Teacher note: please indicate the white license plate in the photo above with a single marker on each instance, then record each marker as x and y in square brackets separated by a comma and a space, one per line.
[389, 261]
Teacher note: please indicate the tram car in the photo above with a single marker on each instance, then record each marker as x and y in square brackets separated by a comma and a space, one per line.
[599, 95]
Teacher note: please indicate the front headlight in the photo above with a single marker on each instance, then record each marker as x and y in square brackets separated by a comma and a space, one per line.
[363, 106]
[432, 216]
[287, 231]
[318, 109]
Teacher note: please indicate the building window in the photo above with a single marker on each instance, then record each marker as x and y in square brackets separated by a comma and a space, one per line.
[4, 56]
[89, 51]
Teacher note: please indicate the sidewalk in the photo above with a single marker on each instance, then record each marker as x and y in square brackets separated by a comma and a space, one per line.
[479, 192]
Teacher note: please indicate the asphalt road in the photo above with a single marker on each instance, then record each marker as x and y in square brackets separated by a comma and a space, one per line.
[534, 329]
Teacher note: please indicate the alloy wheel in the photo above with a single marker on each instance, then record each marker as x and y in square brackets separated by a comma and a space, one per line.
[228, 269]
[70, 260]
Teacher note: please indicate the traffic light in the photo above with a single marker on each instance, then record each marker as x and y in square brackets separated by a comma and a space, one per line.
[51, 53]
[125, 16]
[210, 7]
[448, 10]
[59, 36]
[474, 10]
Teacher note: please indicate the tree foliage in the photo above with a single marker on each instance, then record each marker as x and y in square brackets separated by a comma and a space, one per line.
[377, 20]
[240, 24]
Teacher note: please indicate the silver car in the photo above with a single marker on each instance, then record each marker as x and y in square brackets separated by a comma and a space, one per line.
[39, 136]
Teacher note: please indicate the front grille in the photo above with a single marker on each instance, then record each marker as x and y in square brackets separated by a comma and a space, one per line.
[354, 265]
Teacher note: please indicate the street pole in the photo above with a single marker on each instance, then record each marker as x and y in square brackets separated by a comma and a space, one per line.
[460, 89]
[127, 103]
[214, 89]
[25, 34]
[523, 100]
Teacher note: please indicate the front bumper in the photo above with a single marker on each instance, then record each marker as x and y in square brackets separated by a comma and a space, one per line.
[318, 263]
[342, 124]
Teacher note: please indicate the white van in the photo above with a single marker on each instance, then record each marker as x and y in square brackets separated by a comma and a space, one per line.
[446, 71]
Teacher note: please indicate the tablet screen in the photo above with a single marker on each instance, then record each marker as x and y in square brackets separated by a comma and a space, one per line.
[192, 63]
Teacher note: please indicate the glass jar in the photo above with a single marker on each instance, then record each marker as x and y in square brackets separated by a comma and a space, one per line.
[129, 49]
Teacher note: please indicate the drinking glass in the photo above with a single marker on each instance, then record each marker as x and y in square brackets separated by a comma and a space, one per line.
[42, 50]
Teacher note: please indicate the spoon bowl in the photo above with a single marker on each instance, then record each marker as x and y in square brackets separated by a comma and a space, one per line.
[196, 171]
++++++++++
**Exercise directions**
Each entry above needs to be output exactly as written.

**Solution to this task**
Teacher note: please indicate the white license plate in the photo above with a single marker on each instance, then record each marker as x and y in square brackets separated by a comma and a space, one per line.
[389, 261]
Teacher note: please indicate the tram car in the photo above with a single marker on each instance, then record each marker as x and y in square brackets separated by a comma and a space, one per line.
[599, 95]
Teacher note: please indicate the front headlight in the photo above with a single marker on each instance, then record each marker as x and y in square brackets separated by a comma and a space, one per line.
[363, 106]
[432, 216]
[287, 231]
[318, 109]
Teacher note: please indicate the building window in the photo above with a single marker on each instance, then record each marker as x and y in square brackets separated by a comma and a space, one per line.
[4, 56]
[89, 51]
Teacher note: please indicate the sidewalk in the photo above with a single marker on each instance, then record each marker as x and y in square brackets separated by a comma and a space, one per line.
[479, 192]
Teacher note: please indicate the asphalt road in the photo above with a single marker on each instance, then record each marker as x and y in square brackets separated by a comma and a space, one per line.
[534, 329]
Teacher note: please indicate the alloy wheel in the photo above with a single marker on each instance, then record each marker as x and y in square brackets separated by a comma and a space, one per line.
[228, 269]
[70, 260]
Teacher note: please indicate the traffic light in the photo above with a single marker on each instance, then record each marker as x and y in square brackets separated by a comma and a space, one per line.
[51, 53]
[125, 16]
[210, 7]
[448, 10]
[59, 36]
[474, 10]
Teacher note: please indicate the tree foliage in the photo above with a single marker on each instance, then record each marker as x and y in square brackets separated by a comma and a space, one per line.
[377, 20]
[240, 24]
Teacher note: please indicate the silver car in the photo above with a single marker on each instance, then record each marker as x and y in square brackets separated by a comma and a space, one per line.
[39, 136]
Teacher note: please indicate the front grille in the photo above with a single marker on each instance, then record each marker as x and y in square brackets separated by a comma and a space, one per line.
[354, 265]
Teacher note: please indicate the street pole in the photo above with a single marker on each instance, then record each marker as x and y in square brackets separated by a comma and a space, one per line.
[460, 89]
[127, 103]
[214, 89]
[25, 34]
[523, 100]
Teacher note: please indicate the front bumper in the photo above with a single marker on each instance, then record each marker as x and y in square brackets separated by a comma and a space, one per line.
[318, 263]
[342, 124]
Teacher note: please indicate the white van in the photo above with a single marker on each instance, then record each marker as x and y in square brackets separated by a comma and a space, one per line.
[446, 71]
Teacher note: please indicate the tablet screen in the photo above with a single marker on each instance, then record each marker as x and y in square brackets separated by a comma and a space, one per line.
[192, 63]
Teacher note: please indicate the glass jar in the photo above with a single marker on each instance, then record each marker as x and y in square brackets separated by a comma and a space, one per line.
[129, 49]
Teacher note: please indicate the drinking glass in the photo above with a single marker on each instance, then record each marker as x and y in square brackets separated by a comma and a space, one per line.
[42, 50]
Teacher note: please indicate the spoon bowl in the photo above with a single marker on each instance, then record each marker as x and y in square brackets separated by a comma and a space, one per line.
[196, 171]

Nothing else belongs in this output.